From Musicals to Modes of Transportation… by hcj


									                       Read Between the Lines…
      How a British Columbia School Project is Capturing National

(Burnaby, British Columbia – October 6, 2009) – Drama, intrigue and gripping
storylines were all in the mix for students at Gilpin Elementary, as they put pen to paper
on a novel project that has launched them into the national spotlight. Susan Yip’s Grades
3 and 4 students, along with the support of district advanced learning teacher Laura
Shantz, set out to publish a newspaper article on a local First Nation known as the Sto:lo
people. Under the premise that they are editors of the newspaper that has published an
inaccurate story on the Sto:lo people students are challenged to find out the facts and
correct the myths and misinformation. These enterprising young reporters then worked
their historical beat and aired a television news broadcast, published a rewritten story and
created a museum display which was presented to all parents and the school.

For this exemplary teaching concept, Canada’s National History Society has
selected Susan Yip and Laura Shantz as two of twenty-five finalists for the 2009
Governor General’s Awards for Excellence in Teaching Canadian History.

Now in its 14th year, the Awards recognize the outstanding contributions of Canada’s
history teachers, ranging from elementary grades through to secondary schools. Deborah
Morrison, CEO and President of Canada’s National History Society says, “At a time
when teachers are frequently criticized for what they aren’t doing right in the classroom,
we take pride in reminding Canadians of the many teachers whose creativity and
dedication are transforming both the history classroom and how our children discover our
history.” Morrison adds, “These exemplary teachers merit celebration, and we hope that
by sharing their techniques with others, how history is taught in our schools will continue
to improve, and even more young Canadians will look forward to their studies.”

A panel of distinguished judges will next select six recipients from the twenty-five
finalists, based on submissions outlining the nominee’s innovations and achievements in
the field of teaching Canadian History or Social Studies. The six recipients will be
awarded $2,500, a gold medal and a trip to the Awards ceremony in Ottawa on Friday,
November 20, 2009.

The Awards recipients will be presented with their medal by the Governor General and
treated to a reception in their honour and private tour of the historic Rideau Hall. Their
respective schools will also benefit from a cash gift of $1,000.
········
◆ **Given request 1**:
Translate this sentence from the press release into Spanish: "The six recipients will be awarded $2,500, a gold medal and a trip to the Awards ceremony in Ottawa on Friday, November 20, 2009."
◆ **Given request 2**:
Repeat the press release word for word from "A panel of distinguished" up to and including "gift of $1,000.".
The rows come from a different source than the press release.
········
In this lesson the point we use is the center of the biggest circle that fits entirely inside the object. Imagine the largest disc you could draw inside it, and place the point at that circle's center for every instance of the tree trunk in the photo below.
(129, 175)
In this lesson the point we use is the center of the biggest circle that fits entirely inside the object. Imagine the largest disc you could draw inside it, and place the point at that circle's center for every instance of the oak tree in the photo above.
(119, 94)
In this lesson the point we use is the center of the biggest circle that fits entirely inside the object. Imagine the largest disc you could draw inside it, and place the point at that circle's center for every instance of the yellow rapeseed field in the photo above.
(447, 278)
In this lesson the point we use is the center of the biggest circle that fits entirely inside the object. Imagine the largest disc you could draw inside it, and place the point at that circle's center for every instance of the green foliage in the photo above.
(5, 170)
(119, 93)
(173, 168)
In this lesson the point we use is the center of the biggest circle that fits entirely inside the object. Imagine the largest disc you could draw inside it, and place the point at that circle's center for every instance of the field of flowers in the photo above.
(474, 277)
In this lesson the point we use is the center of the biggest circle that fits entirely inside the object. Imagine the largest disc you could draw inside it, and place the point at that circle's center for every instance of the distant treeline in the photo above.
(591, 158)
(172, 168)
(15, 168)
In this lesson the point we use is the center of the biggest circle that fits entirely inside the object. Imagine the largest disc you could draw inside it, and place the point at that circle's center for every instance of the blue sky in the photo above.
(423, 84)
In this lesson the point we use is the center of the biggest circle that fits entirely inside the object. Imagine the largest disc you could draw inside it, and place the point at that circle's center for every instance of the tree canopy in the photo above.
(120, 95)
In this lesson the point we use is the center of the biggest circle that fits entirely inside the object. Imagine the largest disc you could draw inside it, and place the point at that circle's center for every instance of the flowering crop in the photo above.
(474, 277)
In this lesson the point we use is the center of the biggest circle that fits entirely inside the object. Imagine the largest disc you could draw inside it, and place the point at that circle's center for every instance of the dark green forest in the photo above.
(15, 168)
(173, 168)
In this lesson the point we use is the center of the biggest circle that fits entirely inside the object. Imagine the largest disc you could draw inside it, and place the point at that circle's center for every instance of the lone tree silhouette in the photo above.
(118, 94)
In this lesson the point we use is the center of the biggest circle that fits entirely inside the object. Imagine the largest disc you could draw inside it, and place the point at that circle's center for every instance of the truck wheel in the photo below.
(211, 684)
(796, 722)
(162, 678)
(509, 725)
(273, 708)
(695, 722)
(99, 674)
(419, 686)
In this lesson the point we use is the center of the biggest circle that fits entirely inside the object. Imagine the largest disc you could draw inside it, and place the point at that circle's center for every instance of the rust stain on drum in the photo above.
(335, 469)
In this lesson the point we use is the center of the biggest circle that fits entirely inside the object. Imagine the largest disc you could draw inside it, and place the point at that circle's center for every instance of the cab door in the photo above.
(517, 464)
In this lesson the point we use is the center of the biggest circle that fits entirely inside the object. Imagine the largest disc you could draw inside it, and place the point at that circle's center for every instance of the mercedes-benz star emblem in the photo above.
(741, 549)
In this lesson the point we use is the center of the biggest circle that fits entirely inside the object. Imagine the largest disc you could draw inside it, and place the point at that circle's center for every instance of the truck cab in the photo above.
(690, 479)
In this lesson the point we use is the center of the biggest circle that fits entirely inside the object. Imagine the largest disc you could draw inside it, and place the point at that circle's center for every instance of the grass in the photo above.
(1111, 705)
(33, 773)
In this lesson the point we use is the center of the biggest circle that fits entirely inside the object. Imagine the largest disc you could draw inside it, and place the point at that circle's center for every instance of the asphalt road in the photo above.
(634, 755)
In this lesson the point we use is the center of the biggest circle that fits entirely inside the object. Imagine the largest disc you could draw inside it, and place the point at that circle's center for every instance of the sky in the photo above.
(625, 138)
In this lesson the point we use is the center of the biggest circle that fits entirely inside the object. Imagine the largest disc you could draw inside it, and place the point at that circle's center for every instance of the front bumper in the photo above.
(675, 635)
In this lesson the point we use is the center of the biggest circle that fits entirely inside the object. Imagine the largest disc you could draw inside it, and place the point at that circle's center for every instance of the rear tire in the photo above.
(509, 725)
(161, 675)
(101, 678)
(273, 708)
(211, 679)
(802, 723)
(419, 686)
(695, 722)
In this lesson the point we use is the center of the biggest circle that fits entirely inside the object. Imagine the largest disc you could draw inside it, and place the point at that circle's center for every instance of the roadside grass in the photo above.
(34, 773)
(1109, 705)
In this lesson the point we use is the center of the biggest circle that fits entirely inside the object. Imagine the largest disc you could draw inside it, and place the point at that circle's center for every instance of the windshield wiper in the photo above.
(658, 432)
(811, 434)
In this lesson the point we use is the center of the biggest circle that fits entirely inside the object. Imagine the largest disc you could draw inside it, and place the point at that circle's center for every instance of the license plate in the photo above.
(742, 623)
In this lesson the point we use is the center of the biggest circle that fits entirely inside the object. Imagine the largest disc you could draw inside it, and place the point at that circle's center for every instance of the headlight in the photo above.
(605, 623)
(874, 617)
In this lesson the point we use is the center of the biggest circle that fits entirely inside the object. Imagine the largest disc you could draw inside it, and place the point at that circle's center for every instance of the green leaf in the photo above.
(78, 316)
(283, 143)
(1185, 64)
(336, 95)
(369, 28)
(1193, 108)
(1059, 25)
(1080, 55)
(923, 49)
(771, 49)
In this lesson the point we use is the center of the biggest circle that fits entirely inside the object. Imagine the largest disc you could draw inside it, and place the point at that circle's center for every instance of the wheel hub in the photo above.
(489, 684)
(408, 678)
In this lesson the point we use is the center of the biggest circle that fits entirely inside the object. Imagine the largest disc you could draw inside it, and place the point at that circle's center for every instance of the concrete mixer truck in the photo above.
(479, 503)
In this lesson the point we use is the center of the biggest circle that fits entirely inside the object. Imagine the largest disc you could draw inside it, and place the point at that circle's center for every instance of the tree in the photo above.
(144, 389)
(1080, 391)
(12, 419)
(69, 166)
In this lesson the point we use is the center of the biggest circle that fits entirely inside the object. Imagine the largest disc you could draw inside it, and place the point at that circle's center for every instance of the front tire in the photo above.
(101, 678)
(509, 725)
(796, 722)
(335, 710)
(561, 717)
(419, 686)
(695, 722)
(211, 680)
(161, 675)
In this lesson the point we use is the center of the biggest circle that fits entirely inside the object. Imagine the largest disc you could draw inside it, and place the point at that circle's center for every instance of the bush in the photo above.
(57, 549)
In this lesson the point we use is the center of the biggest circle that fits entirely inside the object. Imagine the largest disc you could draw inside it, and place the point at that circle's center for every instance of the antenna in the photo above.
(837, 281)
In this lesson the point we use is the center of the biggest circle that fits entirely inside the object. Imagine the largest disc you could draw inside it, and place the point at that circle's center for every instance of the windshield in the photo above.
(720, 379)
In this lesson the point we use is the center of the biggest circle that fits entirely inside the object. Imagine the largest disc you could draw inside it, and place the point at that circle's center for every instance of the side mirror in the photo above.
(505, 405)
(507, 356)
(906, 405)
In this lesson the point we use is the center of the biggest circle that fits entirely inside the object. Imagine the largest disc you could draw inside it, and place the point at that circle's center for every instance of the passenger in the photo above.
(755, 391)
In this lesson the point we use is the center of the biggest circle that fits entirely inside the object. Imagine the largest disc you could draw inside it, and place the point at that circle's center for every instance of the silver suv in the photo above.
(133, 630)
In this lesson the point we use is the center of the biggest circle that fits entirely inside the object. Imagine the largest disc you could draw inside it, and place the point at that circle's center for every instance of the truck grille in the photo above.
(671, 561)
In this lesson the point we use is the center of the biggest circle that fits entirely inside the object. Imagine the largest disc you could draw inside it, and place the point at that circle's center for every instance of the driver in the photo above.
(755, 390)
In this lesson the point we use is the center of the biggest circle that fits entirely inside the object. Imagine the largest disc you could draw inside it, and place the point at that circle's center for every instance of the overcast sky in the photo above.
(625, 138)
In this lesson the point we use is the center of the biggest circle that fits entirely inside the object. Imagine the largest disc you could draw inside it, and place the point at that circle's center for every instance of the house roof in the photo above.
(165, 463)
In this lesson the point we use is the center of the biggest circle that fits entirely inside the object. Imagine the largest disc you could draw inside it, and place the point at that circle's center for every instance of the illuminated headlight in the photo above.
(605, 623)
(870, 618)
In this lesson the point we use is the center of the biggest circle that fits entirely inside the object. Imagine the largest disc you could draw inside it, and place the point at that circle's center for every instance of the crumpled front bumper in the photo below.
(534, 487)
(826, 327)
········
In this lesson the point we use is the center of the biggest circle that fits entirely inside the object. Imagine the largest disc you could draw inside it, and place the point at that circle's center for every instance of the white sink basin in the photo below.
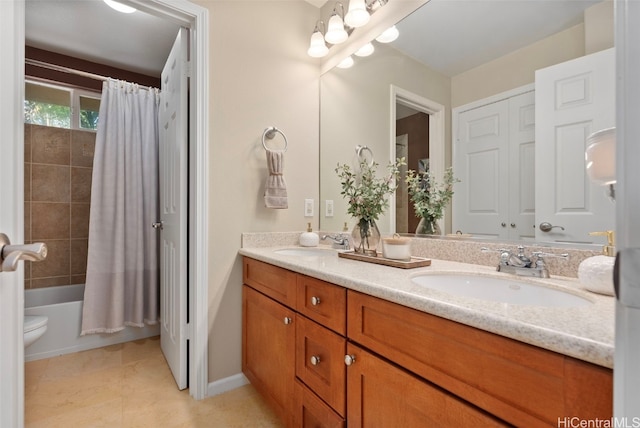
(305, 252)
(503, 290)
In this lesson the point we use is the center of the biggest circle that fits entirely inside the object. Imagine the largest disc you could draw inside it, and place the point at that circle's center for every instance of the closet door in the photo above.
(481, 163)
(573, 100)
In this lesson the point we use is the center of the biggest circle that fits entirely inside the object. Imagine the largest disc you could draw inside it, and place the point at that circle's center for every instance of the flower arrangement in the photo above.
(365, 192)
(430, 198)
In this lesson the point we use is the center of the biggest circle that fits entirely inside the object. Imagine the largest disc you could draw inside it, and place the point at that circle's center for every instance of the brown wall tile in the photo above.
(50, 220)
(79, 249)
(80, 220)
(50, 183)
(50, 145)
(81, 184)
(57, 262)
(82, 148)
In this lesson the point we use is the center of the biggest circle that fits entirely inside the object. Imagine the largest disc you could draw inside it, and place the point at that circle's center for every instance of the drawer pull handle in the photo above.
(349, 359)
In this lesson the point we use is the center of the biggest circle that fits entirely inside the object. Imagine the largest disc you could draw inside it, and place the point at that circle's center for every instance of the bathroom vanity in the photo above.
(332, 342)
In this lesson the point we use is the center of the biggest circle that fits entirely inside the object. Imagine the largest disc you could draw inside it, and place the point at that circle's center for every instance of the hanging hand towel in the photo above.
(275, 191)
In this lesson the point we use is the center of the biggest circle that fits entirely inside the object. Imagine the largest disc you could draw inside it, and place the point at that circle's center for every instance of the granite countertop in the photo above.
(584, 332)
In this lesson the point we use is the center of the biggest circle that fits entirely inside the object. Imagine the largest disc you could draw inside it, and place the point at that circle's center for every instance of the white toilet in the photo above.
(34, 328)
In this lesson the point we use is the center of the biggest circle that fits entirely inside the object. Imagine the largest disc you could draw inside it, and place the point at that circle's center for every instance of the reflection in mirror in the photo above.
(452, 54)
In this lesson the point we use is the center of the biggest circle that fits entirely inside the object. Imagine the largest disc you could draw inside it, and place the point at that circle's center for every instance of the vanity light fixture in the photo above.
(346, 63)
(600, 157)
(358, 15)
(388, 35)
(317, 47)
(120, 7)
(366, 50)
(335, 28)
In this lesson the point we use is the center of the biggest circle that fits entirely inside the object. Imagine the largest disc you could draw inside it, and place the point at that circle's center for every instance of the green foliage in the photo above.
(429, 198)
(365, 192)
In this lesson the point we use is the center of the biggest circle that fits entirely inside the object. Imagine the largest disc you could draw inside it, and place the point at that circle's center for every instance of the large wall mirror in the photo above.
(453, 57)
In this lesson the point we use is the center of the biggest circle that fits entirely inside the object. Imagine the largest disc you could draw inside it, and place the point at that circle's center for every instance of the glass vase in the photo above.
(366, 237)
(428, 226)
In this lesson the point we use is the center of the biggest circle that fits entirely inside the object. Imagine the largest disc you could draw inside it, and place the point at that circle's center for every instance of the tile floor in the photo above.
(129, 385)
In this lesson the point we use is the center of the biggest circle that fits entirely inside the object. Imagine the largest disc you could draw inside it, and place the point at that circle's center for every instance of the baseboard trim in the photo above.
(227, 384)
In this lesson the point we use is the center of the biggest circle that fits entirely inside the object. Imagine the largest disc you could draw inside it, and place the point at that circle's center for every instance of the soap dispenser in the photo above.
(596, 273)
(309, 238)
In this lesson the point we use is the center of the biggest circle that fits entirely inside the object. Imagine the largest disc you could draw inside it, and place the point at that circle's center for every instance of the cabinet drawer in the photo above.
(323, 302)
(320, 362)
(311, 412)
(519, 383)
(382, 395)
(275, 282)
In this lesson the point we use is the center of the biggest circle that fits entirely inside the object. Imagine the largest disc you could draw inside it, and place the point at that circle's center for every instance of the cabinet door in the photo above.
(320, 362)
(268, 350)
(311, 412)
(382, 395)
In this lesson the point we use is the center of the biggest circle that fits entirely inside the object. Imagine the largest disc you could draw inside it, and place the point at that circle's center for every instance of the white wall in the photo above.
········
◆ **Solution 1**:
Los seis galardonados recibirán 2.500 dólares, una medalla de oro y un viaje a la ceremonia de entrega de los Premios en Ottawa el viernes 20 de noviembre de 2009.

◆ **Solution 2**:
A panel of distinguished judges will next select six recipients from the twenty-five
finalists, based on submissions outlining the nominee’s innovations and achievements in
the field of teaching Canadian History or Social Studies. The six recipients will be
awarded $2,500, a gold medal and a trip to the Awards ceremony in Ottawa on Friday,
November 20, 2009.

The Awards recipients will be presented with their medal by the Governor General and
treated to a reception in their honour and private tour of the historic Rideau Hall. Their
respective schools will also benefit from a cash gift of $1,000.